What you will do:
- a) In the bed-bath essay, which channel did the patient turn on while his daughter was giving birth on another floor?
- b) Copy the bed-bath essay word for word from "Should I describe" up to and including "mine and his.".

Study text:
Medical students start with cadaver dissection; nursing students start with bed baths. In preparation, I got the hair-washing cap from the supply room and warmed it in the microwave like a gas station burrito or a baby bottle. He wanted the basin water as hot as he could stand it, but I worried that my version of hot water might be more extreme than his. I brought in at least six washcloths and towels. There were many deep, quiet breaths.
And then the only thing to do was to begin. I started with his upper body, his chest. He leaned forward for me to wash his back. I draped him with towels as his hospital johnny got a little damp. I washed his legs and feet, and made a mental note to see if there were any nail clippers in the supply room, not yet having learned that nurses don't clip nails-whether because it's a billable service, or curiously dangerous, or simply too time consuming, I still don't know. He liked football, so I chatted about the Colts and Notre Dame, careful not to insult his Patriots or USC loyalty. His daughter was on another floor of the hospital birthing his first grandchild, so he turned on the newborn care channel. When he stood, not quite wobbly, to wash his own groin, I held up his gown and watched out for his iv and oxygen lines. Then I washed his bottom, donned him in clean hospital wear, and sat him in the chair. Last, I used the cap. As I massaged his scalp through it, and then dried and combed his hair, he sighed like I was a master masseuse or a magician who had cured his stubborn, inelastic lungs.
Should I describe his skin, his body, his face, so you can see him as I did? It was pale but not translucent, aged but not ancient, weathered but not beaten-and otherwise, I don't remember. Though I believed I would never forget his name, my first patient, it was gone from my mind within days, as if I'd internalized HIPAA rules as a command to forget, to deidentify. He had been a stranger to me when I arrived that morning, and if I bumped into him on the street a week later, he'd be a stranger again. In the moments of his exposure and my tending to him, his skin was both everyone's and his alone, as my hands were both mine and his.
Once he was clean and dry, I took another set of vitals, made some notes, got my lunch, and left the hospital-that intimidating and marvelous interior metropolis that I would like to call the Death Star for its massive, self-sufficient hive of wonder and industry, if not for the "death" part of the title. I have learned that the institution's preferred moniker, not entirely facetious, is Man's Greatest Hospital. Outside, it was blindingly bright, a cerulean October sky, and the old stones paving Beacon Hill seemed wise.

[Natural-language object grounding data]
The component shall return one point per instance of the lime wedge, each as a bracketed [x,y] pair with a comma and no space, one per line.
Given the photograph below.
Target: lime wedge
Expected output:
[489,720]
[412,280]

Written responses:
- a) The newborn care channel.

- b)
Should I describe his skin, his body, his face, so you can see him as I did? It was pale but not translucent, aged but not ancient, weathered but not beaten-and otherwise, I don't remember. Though I believed I would never forget his name, my first patient, it was gone from my mind within days, as if I'd internalized HIPAA rules as a command to forget, to deidentify. He had been a stranger to me when I arrived that morning, and if I bumped into him on the street a week later, he'd be a stranger again. In the moments of his exposure and my tending to him, his skin was both everyone's and his alone, as my hands were both mine and his.